━━━━━ Page

5.1.0.2 Reason 2: Notebooks allow for easy sharing of results:

Ruby the researcher has her computer showing her notebook. Ruby says ‘Avi, here’s some output from this scientific notebook I’ve been developing from!’ Avi the associate says ‘This is so easy to follow and read, even though I didn’t write the code. Thanks for sharing your exciting results!’

Notebooks can be converted to html and pdf, and then shared as static read-only documents. This is useful to communicate and share a study with colleagues or managers. By adding sufficient explanation, the main story can be understood by the reader, even if they wouldn’t be able to write the code that is embedded in the document.

(Fangohr 2021)

5.1.0.3 Reason 3: Notebooks can be re-ran as a script or developed interactively:

Ruby is looking at her computer that has a lovely notebook with a heatmap! Ruby says ‘Yay! I just got the data for 5 more samples. Because of my handy notebook set up, I can easily call one command and re-run the analysis so it is updated with the new samples included!’

A common pattern in science is that a computational recipe is iteratively developed in a notebook. Once this has been found and should be applied to further data sets (or other points in some parameter space), the notebook can be executed like a script, for example by submitting these scripts as batch jobs.

━━━━━━━━━━

Written request 1:
According to the text on notebooks, what formats can a notebook be converted to so it can be shared as a read-only document?
The text on notebooks and the rows that come after it are from separate, unrelated sources.

━━━━━ Dataset rows

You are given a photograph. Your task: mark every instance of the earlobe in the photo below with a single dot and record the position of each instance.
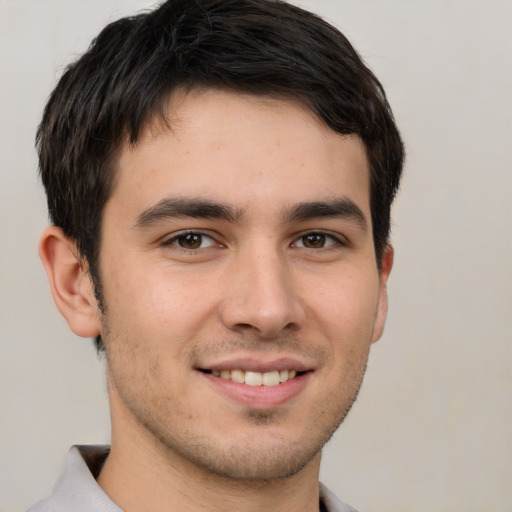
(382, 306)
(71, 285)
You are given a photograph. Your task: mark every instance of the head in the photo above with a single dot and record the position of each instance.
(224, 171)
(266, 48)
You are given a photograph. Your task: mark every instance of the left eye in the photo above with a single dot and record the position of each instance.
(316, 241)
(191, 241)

━━━━━━━━━━
━━━━━ Dataset rows

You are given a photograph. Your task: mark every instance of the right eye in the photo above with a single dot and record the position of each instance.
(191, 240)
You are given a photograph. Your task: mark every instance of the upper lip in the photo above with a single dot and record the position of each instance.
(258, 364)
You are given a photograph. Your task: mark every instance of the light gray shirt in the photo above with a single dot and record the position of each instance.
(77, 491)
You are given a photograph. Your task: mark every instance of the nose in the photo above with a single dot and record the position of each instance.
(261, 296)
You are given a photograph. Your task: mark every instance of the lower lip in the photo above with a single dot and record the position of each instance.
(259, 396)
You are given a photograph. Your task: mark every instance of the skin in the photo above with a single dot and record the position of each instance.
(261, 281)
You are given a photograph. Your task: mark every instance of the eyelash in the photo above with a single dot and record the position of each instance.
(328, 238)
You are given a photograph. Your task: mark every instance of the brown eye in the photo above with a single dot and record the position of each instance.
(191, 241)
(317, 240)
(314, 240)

━━━━━━━━━━
━━━━━ Dataset rows

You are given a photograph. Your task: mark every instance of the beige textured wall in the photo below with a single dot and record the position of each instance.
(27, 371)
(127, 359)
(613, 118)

━━━━━━━━━━

Written request 2:
Identify every line in the rows that contains the string "below", and copy each of those lines in full. Case counts.

Full solution 1:
A notebook can be converted to html and pdf.

Full solution 2:
You are given a photograph. Your task: mark every instance of the earlobe in the photo below with a single dot and record the position of each instance.
You are given a photograph. Your task: mark every instance of the beige textured wall in the photo below with a single dot and record the position of each instance.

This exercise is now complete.